THE PROBLEM. Look in the data below for the line that contains "150L629 142H597L576 150L558". Copy that line and the remaining lines exactly.

RECORDS FOR THE TASK.
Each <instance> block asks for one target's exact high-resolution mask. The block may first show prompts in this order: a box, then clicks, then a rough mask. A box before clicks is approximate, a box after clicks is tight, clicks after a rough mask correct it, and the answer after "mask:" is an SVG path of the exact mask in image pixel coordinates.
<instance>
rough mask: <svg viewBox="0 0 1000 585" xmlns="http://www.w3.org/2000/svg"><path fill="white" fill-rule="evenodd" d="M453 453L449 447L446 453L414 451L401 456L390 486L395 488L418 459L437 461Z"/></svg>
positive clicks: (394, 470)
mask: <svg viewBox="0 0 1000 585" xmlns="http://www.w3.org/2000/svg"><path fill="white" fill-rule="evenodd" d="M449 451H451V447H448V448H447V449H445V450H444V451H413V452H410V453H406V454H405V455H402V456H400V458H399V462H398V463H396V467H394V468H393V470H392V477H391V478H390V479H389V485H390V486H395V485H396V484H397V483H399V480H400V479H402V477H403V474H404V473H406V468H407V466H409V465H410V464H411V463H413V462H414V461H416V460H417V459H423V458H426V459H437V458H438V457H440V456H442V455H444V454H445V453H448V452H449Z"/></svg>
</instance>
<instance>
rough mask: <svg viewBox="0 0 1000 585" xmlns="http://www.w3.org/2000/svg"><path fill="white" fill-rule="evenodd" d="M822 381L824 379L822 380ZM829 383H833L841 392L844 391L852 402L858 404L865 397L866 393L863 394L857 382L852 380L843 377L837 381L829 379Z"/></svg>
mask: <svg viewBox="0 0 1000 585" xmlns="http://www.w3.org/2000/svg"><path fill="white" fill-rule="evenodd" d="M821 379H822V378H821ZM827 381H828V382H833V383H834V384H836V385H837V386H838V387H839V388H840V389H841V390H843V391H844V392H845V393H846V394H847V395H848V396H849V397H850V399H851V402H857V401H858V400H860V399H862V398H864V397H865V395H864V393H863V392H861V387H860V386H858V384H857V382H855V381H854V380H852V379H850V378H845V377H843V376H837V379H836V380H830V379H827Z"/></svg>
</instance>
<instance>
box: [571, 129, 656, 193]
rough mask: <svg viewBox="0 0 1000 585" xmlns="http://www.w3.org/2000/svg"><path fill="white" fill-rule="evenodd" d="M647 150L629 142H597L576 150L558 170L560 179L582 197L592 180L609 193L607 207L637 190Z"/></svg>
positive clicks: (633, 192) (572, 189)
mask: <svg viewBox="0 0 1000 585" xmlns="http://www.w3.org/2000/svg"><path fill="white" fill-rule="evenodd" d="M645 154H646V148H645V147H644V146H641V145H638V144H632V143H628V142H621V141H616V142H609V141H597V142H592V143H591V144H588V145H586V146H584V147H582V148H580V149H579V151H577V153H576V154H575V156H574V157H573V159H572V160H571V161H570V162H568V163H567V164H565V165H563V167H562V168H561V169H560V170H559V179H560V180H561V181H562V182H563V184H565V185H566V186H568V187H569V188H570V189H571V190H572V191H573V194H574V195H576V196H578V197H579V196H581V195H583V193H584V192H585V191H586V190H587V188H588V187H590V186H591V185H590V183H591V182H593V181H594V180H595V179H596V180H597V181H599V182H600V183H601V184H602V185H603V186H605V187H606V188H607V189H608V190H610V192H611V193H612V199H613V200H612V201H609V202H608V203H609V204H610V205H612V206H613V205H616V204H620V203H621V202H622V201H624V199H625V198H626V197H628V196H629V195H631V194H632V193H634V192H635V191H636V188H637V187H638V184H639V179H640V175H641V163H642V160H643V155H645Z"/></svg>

RESULT FOR THIS EXERCISE.
rough mask: <svg viewBox="0 0 1000 585" xmlns="http://www.w3.org/2000/svg"><path fill="white" fill-rule="evenodd" d="M647 150L629 142H597L576 150L558 170L560 179L582 197L592 180L609 193L607 207L637 190Z"/></svg>
positive clicks: (633, 192) (572, 189)
mask: <svg viewBox="0 0 1000 585" xmlns="http://www.w3.org/2000/svg"><path fill="white" fill-rule="evenodd" d="M645 154H646V148H645V147H644V146H641V145H638V144H632V143H628V142H621V141H616V142H609V141H597V142H592V143H591V144H588V145H586V146H584V147H582V148H580V149H579V151H577V153H576V154H575V156H574V157H573V159H572V160H571V161H570V162H568V163H567V164H565V165H563V167H562V168H561V169H560V170H559V179H560V180H561V181H562V182H563V184H565V185H566V186H568V187H569V188H570V189H571V190H572V191H573V194H574V195H576V196H578V197H579V196H581V195H583V193H584V192H585V191H586V190H587V188H588V187H590V186H591V185H590V183H591V182H593V181H594V180H595V179H596V180H597V181H599V182H600V183H601V184H602V185H603V186H605V187H606V188H607V189H608V190H610V192H611V193H612V199H613V200H612V201H609V202H608V203H609V204H610V205H612V206H613V205H616V204H620V203H621V202H622V201H624V199H625V198H626V197H628V196H629V195H631V194H632V193H634V192H635V191H636V188H637V187H638V184H639V179H640V175H641V163H642V160H643V155H645Z"/></svg>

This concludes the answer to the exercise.